Aim 1: In the Downing Street article, rewrite the paragraph beginning "Technology has obviously changed its role" more briefly, keeping its main facts.
Aim 2: Write out the records word for word, everything from the line containing "of the white" down to the end of the records.

Page text:

○ ○ ○ ○ ○ ○ ○

It is likely that only the very top jobs – chancellor, foreign secretary and home secretary – will be announced on Wednesday night. The rest of the cabinet will be rolled out on Thursday, with more junior jobs to follow.
Where the coalition had got into the habit of announcing reshuffles on Twitter, Team May thought this too Cameroon and opted for formal press releases with the Downing Street crest on.
Would-be ministers are brought into Downing Street through the front door or via the cabinet office and left in a small waiting room just off the main entrance to No 10.
“You know what I’ve got, don’t you?” a nervous Boris Johnson asked Perrior on the evening of July 13, 2016. “Yes,” she replied. “But it’s not for me to tell you. It’s for the prime minister. So you just have to wait a little bit longer.” He was then summoned to the cabinet room to be offered the job of foreign secretary, before returning to a makeshift photographer’s studio in a side office where portraits would be taken to mark the occasion.
A slick operation. But not perfect. At one point George Osborne, still resident in No 11, walked past just as someone was shouting, “Can you just repeat that? Philip Hammond is the new chancellor?” Osborne winked and carried on. Perrior explains, “George Osborne got fired via someone shouting in a corridor a little bit loudly.”
The switchboard For new arrivals into Downing Street, “Switch” is about to change their lives. The Downing Street switchboard is staffed around the clock by a team of crack operatives able to get anyone on the phone anywhere at a moment’s notice.
Technology has obviously changed its role. Major and Blair didn’t have a mobile phone. Brown was less of a stickler for process, and would text and email at all hours. These days a prime minister could bypass Switch by whatsapping their ministers, advisers or other world leaders. They could also bypass their press teams by firing off tweets, creating the havoc that Donald Trump seems to thrive on in the White House.
“If Donald Trump were prime minister,” says O’Donnell, “I would have kittens, because that’s just not the way our system works.”
The first job for Switch will be to co-ordinate the congratulatory phone calls. Traditionally, the president of the United States is the first wellwisher to get through.
George W Bush was the first to call Brown. Three years later the White House was on the line again. “I’m speaking to you now from No 10 for the first time,” Cameron told Obama, with a wink to his team.
Expect President Trump to be first on the line next week, too. Or perhaps he will just tweet. Might an early call from Germany’s Angela Merkel or Ireland’s Leo Varadkar help to oil the wheels of a new Brexit deal? Also listening in to those calls will be the chief of staff, special advisers, foreign policy experts and press aides charged with briefing out (some of) what is said.
There will also be hundreds, if not thousands, of calls from friends and family. O’Donnell says, “These may be the extended family that the prime minister’s forgotten all about. They may feel that now their third cousin twice removed has become prime minister, they really need to congratulate them.”
The gifts For some, phoning is not enough. Gifts, many terribly expensive, are dispatched. Anything worth more than £140 is seized by the cabinet office, and if the PM wants to keep it they have to pay for it. In July 2017 May was sent shoes, clothes and make-up. She chose to keep only hosiery from a firm called Luxury Legs.

○ ○ ○ ○ ○ ○ ○

Source records:

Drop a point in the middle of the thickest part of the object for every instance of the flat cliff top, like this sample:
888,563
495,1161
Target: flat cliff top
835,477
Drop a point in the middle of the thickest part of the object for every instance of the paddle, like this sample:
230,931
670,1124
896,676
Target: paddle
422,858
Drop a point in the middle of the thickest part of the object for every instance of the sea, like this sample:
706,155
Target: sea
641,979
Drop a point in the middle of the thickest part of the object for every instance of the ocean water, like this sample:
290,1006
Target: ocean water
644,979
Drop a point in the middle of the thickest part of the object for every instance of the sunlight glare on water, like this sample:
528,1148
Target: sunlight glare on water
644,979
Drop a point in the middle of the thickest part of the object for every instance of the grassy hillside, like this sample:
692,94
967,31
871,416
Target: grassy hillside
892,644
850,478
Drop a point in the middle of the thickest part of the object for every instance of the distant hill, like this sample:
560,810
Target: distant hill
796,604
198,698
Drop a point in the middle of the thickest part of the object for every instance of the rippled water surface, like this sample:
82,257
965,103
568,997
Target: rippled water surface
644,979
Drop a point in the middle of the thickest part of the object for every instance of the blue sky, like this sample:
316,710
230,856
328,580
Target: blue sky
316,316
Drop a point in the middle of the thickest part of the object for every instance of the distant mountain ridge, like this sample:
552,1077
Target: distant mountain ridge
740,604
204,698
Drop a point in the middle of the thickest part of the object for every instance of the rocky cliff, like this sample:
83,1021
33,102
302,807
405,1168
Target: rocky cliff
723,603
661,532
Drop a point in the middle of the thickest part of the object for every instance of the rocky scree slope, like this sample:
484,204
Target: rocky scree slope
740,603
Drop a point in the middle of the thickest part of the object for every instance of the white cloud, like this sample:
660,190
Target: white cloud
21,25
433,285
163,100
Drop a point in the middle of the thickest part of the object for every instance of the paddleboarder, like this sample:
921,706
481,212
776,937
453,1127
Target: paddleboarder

○ ○ ○ ○ ○ ○ ○

Full solution 1: Technology has changed the switchboard's role. Major and Blair had no mobile phone. Brown, less strict about process, texted and emailed at all hours. Today a prime minister could bypass Switch by messaging ministers, advisers or world leaders on WhatsApp. They could also bypass their press teams by tweeting, causing the kind of havoc Donald Trump seems to thrive on.

Full solution 2:
Drop a point in the middle of the thickest part of the object for every instance of the white cloud, like this sample:
660,190
Target: white cloud
21,25
433,285
163,100
Drop a point in the middle of the thickest part of the object for every instance of the paddleboarder, like this sample:
921,706
481,212
776,937
453,1127
Target: paddleboarder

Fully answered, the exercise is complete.